INSTRUCTIONS FOR THE TASK.
State how many lines in the items below contain the string "garage", giving only the number.

== RECORDS FOR PROCESSING

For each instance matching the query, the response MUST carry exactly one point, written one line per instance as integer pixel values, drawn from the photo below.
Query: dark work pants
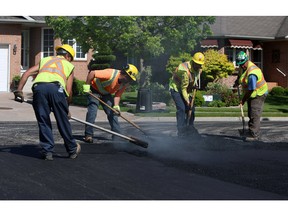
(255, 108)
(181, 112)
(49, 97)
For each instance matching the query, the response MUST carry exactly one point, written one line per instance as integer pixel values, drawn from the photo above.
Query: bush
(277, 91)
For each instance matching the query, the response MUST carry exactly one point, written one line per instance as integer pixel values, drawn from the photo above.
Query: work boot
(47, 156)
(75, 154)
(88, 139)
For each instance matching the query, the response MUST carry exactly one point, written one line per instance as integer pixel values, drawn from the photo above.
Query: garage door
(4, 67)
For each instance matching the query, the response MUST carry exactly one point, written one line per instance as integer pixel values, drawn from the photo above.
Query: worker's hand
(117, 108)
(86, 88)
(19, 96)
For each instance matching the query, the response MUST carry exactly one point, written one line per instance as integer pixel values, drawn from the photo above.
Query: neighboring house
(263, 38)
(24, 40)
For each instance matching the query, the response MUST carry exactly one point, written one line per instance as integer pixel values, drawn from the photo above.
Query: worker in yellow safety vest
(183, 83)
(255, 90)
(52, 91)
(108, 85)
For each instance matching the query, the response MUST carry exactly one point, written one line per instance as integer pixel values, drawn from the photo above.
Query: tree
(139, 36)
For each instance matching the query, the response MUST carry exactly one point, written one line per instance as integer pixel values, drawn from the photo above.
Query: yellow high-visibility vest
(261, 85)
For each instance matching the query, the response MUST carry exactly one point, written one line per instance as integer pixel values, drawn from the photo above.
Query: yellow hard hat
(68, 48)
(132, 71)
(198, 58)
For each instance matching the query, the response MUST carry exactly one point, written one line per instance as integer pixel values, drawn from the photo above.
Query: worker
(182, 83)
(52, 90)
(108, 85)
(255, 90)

====
== RECORDS FOR PROCESSING

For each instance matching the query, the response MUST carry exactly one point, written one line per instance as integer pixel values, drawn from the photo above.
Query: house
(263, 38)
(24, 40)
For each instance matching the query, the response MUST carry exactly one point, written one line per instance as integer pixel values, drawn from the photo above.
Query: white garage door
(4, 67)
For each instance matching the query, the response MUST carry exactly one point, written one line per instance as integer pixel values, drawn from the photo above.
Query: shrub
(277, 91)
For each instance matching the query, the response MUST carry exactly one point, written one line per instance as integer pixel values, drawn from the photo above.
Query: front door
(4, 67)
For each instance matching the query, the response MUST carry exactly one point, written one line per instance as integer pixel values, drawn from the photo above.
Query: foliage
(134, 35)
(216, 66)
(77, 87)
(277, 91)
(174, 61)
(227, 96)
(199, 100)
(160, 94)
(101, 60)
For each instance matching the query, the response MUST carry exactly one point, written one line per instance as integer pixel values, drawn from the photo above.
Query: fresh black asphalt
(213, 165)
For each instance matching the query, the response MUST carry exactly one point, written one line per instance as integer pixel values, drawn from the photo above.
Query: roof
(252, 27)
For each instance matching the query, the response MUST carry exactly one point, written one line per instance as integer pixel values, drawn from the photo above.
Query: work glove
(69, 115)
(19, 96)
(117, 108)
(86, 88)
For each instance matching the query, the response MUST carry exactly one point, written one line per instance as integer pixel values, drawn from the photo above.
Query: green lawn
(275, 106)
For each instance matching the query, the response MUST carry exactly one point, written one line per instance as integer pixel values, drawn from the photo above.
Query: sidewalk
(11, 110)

====

ANSWER.
2